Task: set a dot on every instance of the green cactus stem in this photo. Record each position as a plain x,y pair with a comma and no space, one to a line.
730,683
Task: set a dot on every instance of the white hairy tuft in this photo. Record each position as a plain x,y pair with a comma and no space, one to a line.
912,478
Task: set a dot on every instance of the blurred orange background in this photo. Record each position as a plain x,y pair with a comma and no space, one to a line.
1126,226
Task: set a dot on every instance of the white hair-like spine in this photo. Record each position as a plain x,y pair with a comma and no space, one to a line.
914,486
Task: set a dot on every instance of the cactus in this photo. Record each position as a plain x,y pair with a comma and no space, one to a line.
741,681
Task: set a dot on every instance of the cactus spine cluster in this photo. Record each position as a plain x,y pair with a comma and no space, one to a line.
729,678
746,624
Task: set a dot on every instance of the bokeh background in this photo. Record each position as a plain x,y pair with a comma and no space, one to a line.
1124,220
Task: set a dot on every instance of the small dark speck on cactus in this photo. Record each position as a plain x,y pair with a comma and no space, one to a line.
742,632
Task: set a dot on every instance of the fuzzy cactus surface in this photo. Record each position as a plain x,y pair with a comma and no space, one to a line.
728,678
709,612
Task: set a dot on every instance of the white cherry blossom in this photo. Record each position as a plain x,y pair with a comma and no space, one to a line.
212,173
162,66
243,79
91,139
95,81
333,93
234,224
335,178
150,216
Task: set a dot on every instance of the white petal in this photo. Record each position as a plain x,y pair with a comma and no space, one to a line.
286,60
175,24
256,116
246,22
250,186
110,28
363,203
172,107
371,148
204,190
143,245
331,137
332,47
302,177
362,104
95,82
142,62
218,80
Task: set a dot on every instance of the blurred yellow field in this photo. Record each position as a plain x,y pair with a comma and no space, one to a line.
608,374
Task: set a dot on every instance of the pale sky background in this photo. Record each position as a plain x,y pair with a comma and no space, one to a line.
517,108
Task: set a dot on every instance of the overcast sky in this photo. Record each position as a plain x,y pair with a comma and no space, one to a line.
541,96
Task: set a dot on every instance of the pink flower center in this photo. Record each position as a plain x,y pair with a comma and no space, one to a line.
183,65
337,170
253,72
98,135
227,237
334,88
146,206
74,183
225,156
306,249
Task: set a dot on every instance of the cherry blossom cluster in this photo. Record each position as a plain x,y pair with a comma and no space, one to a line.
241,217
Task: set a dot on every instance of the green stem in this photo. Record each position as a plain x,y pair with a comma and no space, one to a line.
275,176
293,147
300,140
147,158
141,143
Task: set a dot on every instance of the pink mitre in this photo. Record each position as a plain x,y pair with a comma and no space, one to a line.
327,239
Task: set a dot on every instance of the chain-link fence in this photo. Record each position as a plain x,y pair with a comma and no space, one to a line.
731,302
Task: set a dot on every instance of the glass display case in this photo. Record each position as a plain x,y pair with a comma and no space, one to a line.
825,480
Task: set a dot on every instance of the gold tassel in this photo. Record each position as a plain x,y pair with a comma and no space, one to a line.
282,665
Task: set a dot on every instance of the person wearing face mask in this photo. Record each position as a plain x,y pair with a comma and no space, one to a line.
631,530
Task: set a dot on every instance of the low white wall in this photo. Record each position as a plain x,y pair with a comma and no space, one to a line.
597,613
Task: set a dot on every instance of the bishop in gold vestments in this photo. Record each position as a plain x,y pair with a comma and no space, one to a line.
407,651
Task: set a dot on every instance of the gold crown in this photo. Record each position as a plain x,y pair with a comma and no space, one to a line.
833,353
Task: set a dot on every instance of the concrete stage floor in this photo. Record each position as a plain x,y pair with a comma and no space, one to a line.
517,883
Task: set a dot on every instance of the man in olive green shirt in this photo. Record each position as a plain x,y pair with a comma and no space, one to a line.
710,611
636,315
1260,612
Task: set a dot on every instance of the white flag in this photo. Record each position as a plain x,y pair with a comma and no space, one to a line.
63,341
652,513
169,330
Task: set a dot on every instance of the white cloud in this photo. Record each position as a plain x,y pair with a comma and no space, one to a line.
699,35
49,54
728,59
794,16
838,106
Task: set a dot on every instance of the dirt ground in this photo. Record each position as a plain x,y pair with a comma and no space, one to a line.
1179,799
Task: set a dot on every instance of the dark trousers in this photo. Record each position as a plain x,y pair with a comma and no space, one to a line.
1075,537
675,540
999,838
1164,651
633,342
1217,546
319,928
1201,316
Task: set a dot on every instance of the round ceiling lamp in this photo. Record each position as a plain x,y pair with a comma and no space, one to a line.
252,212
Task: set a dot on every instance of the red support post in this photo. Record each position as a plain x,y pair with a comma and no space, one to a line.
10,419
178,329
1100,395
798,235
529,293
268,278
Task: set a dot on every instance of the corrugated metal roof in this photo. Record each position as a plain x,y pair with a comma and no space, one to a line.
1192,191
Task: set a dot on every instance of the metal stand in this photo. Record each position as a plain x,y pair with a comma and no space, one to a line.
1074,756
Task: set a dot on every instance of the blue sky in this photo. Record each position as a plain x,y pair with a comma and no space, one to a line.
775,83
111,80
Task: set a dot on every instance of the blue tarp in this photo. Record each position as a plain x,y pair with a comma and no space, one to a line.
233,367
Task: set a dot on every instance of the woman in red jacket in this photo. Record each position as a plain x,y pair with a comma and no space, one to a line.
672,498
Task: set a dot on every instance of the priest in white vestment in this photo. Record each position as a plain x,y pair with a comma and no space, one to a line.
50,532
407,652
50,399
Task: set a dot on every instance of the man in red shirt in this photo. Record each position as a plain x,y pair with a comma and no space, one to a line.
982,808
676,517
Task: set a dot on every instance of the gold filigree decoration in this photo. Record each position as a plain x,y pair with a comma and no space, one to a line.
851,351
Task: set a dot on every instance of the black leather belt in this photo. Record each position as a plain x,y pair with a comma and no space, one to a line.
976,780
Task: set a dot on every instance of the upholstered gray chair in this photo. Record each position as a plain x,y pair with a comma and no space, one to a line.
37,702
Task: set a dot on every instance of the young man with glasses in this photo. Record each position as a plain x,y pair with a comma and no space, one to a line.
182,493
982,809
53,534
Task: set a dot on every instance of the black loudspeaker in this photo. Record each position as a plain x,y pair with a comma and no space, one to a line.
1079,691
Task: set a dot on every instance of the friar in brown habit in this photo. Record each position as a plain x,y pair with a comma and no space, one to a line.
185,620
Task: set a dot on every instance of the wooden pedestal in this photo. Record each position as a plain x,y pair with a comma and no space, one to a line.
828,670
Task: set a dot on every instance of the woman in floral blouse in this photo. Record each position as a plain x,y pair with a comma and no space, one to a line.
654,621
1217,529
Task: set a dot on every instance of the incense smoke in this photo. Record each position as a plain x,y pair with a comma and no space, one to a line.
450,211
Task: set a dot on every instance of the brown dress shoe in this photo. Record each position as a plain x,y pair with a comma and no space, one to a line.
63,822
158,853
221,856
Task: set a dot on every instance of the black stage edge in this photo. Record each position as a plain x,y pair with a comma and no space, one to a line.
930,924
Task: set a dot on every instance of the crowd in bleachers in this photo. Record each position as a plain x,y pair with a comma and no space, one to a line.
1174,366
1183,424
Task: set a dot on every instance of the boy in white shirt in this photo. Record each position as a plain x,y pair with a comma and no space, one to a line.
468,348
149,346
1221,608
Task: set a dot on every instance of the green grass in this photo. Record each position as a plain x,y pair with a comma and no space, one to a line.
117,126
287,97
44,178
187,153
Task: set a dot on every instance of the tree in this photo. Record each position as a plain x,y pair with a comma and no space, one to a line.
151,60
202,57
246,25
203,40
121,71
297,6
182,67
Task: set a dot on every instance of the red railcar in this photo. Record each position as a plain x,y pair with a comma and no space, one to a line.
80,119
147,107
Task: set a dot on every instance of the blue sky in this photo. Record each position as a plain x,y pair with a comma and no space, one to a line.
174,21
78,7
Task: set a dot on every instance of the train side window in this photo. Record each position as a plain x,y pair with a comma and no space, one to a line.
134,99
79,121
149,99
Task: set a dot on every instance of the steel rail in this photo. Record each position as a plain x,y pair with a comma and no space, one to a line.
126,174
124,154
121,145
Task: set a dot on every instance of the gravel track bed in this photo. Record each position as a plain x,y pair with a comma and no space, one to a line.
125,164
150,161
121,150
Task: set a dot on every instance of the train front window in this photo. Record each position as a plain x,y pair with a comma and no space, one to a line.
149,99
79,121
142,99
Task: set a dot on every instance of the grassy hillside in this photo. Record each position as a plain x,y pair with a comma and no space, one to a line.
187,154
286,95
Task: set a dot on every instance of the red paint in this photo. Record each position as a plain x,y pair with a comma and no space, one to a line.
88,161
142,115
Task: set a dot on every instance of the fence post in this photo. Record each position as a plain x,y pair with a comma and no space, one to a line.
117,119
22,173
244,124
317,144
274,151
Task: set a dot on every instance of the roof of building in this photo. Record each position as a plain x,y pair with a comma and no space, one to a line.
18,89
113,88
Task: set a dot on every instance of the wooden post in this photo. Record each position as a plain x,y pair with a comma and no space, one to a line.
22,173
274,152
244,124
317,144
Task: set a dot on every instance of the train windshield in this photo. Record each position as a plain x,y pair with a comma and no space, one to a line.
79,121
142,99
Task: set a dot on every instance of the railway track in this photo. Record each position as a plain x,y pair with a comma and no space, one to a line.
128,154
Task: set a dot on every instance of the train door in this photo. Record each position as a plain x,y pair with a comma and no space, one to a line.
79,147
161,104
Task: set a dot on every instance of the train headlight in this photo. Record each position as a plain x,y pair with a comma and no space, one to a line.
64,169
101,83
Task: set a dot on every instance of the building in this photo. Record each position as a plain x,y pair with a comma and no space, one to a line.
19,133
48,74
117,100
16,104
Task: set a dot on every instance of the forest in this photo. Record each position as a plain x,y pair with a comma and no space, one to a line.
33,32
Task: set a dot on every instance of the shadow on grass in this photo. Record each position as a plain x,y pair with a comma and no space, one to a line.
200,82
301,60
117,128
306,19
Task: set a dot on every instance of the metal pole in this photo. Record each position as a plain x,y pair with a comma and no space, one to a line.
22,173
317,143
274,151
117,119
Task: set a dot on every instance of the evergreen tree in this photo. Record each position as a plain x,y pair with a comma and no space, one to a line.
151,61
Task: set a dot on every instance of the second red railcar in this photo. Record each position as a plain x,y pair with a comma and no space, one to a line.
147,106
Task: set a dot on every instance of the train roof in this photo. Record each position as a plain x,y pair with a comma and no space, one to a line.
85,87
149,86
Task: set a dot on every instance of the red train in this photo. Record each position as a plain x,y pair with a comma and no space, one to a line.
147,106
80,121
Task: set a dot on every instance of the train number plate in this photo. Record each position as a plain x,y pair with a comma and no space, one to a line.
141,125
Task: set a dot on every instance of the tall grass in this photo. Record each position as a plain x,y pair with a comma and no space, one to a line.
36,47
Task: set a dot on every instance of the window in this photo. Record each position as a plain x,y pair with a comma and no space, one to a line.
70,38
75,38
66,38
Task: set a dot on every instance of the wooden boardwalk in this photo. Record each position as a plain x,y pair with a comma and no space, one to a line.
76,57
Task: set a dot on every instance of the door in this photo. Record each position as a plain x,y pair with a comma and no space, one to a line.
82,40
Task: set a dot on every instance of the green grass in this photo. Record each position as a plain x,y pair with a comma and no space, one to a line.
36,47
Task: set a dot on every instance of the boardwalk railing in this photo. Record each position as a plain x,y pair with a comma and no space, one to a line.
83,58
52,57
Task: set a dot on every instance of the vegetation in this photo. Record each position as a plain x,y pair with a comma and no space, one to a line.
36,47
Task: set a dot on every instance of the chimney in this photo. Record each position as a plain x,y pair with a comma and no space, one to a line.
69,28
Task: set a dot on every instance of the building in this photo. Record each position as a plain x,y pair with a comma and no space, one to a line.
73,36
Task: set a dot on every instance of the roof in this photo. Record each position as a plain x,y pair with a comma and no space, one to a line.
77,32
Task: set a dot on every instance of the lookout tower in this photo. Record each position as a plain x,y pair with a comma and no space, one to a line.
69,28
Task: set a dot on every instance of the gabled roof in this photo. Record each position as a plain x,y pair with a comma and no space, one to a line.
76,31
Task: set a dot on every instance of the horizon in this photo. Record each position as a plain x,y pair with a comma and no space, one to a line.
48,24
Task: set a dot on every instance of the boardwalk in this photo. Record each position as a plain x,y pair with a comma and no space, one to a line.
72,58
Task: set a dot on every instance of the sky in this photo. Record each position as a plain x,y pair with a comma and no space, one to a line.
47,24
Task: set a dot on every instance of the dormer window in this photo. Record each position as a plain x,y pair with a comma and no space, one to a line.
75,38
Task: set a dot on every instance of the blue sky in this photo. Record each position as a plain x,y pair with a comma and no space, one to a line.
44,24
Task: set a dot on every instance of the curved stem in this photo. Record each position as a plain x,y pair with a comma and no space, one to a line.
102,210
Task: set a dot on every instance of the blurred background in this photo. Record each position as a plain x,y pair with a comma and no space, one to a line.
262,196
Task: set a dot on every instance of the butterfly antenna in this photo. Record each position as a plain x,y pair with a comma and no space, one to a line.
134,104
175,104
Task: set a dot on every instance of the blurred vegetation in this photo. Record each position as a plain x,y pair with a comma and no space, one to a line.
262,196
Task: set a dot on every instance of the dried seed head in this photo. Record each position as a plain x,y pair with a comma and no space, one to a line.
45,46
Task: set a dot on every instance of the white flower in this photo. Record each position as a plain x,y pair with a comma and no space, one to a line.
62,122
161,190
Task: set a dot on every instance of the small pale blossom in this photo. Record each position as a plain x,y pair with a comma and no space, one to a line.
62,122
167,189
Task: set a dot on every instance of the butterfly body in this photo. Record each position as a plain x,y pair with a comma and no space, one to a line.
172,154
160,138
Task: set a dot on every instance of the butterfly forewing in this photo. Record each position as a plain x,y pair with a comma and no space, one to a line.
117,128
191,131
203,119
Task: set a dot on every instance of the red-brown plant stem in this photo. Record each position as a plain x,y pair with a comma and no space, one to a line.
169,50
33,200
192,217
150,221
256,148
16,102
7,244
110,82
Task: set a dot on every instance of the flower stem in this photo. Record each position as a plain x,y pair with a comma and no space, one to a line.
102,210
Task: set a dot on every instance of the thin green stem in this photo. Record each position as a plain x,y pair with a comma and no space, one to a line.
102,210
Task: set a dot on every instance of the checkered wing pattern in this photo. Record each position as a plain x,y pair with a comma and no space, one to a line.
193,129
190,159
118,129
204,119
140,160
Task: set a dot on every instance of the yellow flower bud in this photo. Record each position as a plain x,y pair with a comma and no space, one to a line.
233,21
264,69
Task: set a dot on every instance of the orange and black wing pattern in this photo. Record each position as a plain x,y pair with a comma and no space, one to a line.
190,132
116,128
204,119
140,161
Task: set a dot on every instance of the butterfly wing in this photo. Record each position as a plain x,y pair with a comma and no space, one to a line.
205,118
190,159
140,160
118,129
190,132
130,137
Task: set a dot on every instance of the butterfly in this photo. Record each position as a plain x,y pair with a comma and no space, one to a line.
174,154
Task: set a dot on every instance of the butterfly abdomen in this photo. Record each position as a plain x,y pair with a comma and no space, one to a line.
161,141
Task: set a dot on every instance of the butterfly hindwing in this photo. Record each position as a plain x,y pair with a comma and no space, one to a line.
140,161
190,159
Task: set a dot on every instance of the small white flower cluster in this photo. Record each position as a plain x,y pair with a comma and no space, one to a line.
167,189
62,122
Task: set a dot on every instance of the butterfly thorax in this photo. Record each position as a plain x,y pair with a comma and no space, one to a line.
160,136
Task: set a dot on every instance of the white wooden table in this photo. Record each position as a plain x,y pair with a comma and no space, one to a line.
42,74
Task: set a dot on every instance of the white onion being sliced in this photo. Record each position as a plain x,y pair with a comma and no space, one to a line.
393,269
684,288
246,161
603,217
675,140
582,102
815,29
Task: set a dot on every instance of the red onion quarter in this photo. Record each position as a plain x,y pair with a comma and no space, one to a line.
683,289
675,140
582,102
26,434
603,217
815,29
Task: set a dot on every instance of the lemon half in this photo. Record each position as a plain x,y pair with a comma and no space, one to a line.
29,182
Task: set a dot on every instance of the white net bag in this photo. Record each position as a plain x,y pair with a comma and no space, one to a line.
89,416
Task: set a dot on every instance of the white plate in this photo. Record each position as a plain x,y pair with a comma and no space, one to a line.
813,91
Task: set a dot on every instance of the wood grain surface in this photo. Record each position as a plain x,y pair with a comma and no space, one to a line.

----

• Exercise directions
Starting at the line that contains "Task: set a dot on every instance of the white net", retype each line through the end of the listing above and nothing else.

• Full solution
Task: set a dot on every instance of the white net bag in this photo. Record each position as a plain x,y pair with a comma and no space, one to a line.
89,416
Task: set a dot on every instance of the white plate in this photo. Record each position as a plain x,y pair with a comma and no space, one to a line.
813,91
Task: set a dot on every instance of the wood grain surface in this photo. Record each position as a plain x,y pair with a comma and no space, one to a line.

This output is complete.